— What the exercise asks —
Only the records, repeated exactly, should make up the response.

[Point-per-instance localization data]
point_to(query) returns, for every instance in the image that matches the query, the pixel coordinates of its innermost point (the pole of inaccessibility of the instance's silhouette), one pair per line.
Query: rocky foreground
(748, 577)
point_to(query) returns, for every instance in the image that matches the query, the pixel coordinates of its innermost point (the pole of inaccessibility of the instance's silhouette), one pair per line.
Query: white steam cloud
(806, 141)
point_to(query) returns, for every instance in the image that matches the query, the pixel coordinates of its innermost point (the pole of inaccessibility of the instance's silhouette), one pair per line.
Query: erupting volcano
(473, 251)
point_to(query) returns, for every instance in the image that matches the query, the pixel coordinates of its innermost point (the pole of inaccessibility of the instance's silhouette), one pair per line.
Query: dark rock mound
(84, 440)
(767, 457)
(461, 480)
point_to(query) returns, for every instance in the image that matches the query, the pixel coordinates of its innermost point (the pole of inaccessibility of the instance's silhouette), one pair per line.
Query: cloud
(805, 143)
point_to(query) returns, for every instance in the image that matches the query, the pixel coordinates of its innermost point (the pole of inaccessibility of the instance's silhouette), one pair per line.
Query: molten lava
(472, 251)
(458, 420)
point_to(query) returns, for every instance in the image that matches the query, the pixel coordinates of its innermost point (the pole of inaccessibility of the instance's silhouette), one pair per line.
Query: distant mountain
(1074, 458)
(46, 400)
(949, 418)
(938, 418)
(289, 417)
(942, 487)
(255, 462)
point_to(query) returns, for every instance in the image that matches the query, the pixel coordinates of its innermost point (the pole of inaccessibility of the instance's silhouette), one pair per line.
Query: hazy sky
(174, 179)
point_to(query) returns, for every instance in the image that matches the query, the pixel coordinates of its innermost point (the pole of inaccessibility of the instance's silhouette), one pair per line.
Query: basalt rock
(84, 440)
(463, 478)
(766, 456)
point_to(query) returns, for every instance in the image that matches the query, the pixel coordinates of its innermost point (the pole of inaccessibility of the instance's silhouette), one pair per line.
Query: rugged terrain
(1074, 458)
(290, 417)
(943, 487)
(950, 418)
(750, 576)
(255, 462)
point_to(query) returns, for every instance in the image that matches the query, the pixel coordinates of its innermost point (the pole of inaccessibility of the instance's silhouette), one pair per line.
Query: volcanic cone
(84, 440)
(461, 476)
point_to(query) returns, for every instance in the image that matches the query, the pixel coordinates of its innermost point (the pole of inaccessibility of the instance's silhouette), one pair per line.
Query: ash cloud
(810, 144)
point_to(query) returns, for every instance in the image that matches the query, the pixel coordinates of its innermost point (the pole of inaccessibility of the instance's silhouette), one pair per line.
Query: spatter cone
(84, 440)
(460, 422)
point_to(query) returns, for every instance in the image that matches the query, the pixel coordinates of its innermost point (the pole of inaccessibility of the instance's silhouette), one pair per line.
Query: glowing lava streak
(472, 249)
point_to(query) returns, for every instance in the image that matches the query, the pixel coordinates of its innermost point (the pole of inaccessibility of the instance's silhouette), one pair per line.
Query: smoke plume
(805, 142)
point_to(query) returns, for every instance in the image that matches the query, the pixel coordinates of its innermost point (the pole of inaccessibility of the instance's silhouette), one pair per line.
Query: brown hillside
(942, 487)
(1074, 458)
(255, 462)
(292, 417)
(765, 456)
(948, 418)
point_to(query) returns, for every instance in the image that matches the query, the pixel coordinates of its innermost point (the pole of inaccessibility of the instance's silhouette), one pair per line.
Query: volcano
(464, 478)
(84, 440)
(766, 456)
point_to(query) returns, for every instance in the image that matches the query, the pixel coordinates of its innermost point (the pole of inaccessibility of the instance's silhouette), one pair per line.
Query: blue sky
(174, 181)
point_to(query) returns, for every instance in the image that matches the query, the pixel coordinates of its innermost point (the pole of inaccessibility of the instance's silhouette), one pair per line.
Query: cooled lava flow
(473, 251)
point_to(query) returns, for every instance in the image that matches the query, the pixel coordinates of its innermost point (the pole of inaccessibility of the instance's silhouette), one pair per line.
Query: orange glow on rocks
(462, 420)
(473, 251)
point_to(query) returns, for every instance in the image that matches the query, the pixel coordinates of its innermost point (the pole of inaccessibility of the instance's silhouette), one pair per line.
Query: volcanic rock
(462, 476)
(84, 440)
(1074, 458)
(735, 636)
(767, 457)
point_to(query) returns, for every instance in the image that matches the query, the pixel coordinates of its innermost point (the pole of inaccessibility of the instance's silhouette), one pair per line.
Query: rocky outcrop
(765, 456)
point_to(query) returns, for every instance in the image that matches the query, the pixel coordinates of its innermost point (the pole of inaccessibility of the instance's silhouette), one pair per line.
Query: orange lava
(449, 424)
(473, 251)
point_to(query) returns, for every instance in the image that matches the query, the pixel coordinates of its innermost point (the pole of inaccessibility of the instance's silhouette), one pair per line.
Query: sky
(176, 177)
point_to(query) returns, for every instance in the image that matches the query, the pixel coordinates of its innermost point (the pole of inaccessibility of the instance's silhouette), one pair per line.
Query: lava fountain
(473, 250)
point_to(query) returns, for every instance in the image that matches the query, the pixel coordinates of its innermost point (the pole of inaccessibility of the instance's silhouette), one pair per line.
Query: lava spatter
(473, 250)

— Result of this exercise —
point_to(query) returns, for every instance in the image that matches the query, the pixel coordinates of its innermost point (the pole of inaccessibility of the instance's silhouette), one pair per line.
Query: rocky foreground
(748, 577)
point_to(query) returns, for every instance in the image that matches the query, the pixel coordinates of its innermost point (the pole of inaccessibility of the instance's silhouette), one pair per line.
Query: white steam cloud
(806, 141)
point_to(query) returns, for every instance in the image that matches the query, the pixel coordinates of its innermost point (the pole of inaccessibility of the instance's silhouette), one pair per line.
Query: erupting volcano
(473, 251)
point_to(query) returns, for every instance in the image that matches the query, the pixel coordinates of its innermost point (the pole of inaccessibility of the instance's silhouette), one pair per line.
Query: dark rock mound
(84, 440)
(767, 457)
(461, 480)
point_to(query) returns, for every instance in the image that matches the query, the pixel coordinates of its innermost point (the pole of inaccessibility of the instance's silhouette), one pair per line.
Query: cloud
(805, 143)
point_to(query) returns, for every instance in the image that matches the query, the pixel coordinates of its innermost point (the pole of inaccessibility of the instance's silhouette), one pair per line.
Query: molten lava
(472, 251)
(458, 420)
point_to(query) returns, for every instance in the image that matches the query, the pixel coordinates of its innermost point (the pole of inaccessibility of the instance's silhouette), one pair per line.
Query: distant mountain
(1074, 458)
(46, 400)
(949, 418)
(938, 418)
(289, 417)
(942, 487)
(255, 462)
point_to(query) returns, for every instance in the image that matches the query, the pixel coordinates of its innermost point (the pole of inaccessibility of the instance's silhouette), one pair per line.
Query: hazy sky
(174, 179)
point_to(query) returns, for every instance in the image that matches the query, the pixel coordinates of its innermost point (the pole of inaccessibility of the instance's silhouette), one pair per line.
Query: basalt rock
(84, 440)
(463, 478)
(766, 456)
point_to(query) returns, for every instance in the image that matches the query, the pixel coordinates of its innermost point (the pole of inaccessibility of the instance's silhouette), one pair per line.
Query: rugged terrain
(1074, 458)
(290, 417)
(943, 487)
(950, 418)
(750, 576)
(255, 462)
point_to(query) returns, for every instance in the image that matches the query, the pixel coordinates of its innermost point (the pole of inaccessibility of the instance's silhouette), one pair per line.
Query: volcanic cone
(84, 440)
(461, 476)
point_to(query) returns, for every instance in the image that matches the query, the pixel coordinates of its innermost point (the pole of inaccessibility of the instance's silhouette), one pair per line.
Query: ash cloud
(810, 144)
point_to(query) returns, for every instance in the image that matches the query, the pixel coordinates of its innermost point (the pole of inaccessibility of the instance's silhouette), one pair per line.
Query: spatter cone
(84, 440)
(460, 422)
point_to(query) returns, for every instance in the image that matches the query, the pixel coordinates of its innermost point (the pole of inaccessibility of the instance's silhouette), one pair per line.
Query: glowing lava streak
(472, 249)
point_to(query) returns, for every instance in the image that matches the query, the pixel coordinates of its innermost point (the pole of inaccessibility of the instance's silhouette), one pair per line.
Query: smoke plume
(805, 142)
point_to(query) returns, for every instance in the image that matches the query, the pixel coordinates of its innermost point (the pole of inaccessibility of the instance's silhouette), one pair per line.
Query: brown hillside
(942, 487)
(1074, 458)
(255, 462)
(292, 417)
(765, 456)
(948, 418)
point_to(query) returns, for every instance in the image that matches the query, the pixel coordinates of its innermost point (the pole of inaccessibility of the instance's silhouette), one pair per line.
Query: volcano
(464, 478)
(84, 440)
(766, 456)
point_to(query) returns, for every instance in the image that matches the query, the pixel coordinates of its innermost point (the pole of inaccessibility of the instance's silhouette), one pair per line.
Query: blue sky
(174, 181)
point_to(query) returns, for every instance in the image that matches the query, the pixel coordinates of its innermost point (the pole of inaccessibility of the instance's silhouette), one pair per line.
Query: cooled lava flow
(473, 251)
point_to(query) returns, for every instance in the image that matches the query, the pixel coordinates of its innermost point (the pole of inaccessibility of the instance's silhouette), one pair per line.
Query: orange glow on rocks
(462, 420)
(473, 251)
point_to(query) returns, for every instance in the image that matches the query, the pixel coordinates of its innermost point (the pole of inaccessibility of the instance's silhouette), one pair per line.
Query: volcanic rock
(462, 476)
(84, 440)
(1074, 458)
(735, 636)
(767, 457)
point_to(query) returns, for every instance in the image that matches the query, the pixel coordinates of its innermost point (the pole of inaccessibility of the instance's silhouette), one pair per line.
Query: rocky outcrop
(765, 456)
point_to(query) returns, for every instance in the image that matches the query, the pixel coordinates of its innermost point (the pole of inaccessibility of the instance's silhouette), one pair per line.
Query: orange lava
(449, 424)
(473, 251)
point_to(query) returns, for every instance in the image that matches the query, the pixel coordinates of its innermost point (the pole of inaccessibility of the instance's silhouette), one pair per line.
Query: sky
(176, 177)
point_to(query) returns, for every instance in the image that matches the query, the pixel coordinates of its innermost point (the pole of inaccessibility of the instance's silhouette), one pair per line.
Query: lava fountain
(473, 250)
point_to(query) returns, for every instance in the image that matches the query, the pixel coordinates of its innermost point (the pole of inaccessibility of the instance's silhouette), one pair per line.
Query: lava spatter
(473, 250)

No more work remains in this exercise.